TASK STATEMENT: Edit the items below by changing "stone pedestal" to "stone plinth" and reproduce every line with nothing else altered.

━━━ EXCERPTED RECORDS

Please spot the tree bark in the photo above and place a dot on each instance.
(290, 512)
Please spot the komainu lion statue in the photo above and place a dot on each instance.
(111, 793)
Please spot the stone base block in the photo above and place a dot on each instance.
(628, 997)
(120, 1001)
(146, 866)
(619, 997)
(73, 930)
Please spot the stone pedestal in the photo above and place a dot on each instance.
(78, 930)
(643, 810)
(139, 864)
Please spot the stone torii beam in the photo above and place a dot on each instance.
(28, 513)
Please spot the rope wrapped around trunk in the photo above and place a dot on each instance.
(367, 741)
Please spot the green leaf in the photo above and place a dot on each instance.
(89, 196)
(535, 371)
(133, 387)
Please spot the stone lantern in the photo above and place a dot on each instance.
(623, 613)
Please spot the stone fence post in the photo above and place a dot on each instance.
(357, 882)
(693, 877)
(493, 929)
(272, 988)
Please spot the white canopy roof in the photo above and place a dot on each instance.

━━━━━━

EXERCISE ANSWER:
Please spot the tree bark in the photo above and place a dot on each instance.
(290, 512)
Please spot the komainu lion statue in the photo above and place a dot on each instance.
(111, 793)
Please spot the stone base block in the photo above and place a dot on each instance.
(628, 997)
(120, 1001)
(146, 866)
(619, 997)
(73, 930)
Please spot the stone plinth in the photo above and place a dot on each instance.
(78, 930)
(643, 810)
(139, 864)
Please spot the stone torii beam in the photo above and place a dot on each instance.
(28, 513)
Please spot the rope wrapped around trunk in the photo above and place a dot on each instance.
(367, 741)
Please spot the green leaf in the photo above and place a dot on each instance.
(89, 196)
(535, 371)
(133, 387)
Please spot the stone lantern in the photo above and place a dot on each instance.
(623, 613)
Please spot the stone fence post in the photo above and place a dot on each instance.
(357, 882)
(693, 877)
(493, 929)
(272, 988)
Please spot the white canopy roof in the photo above and place a dot on each instance.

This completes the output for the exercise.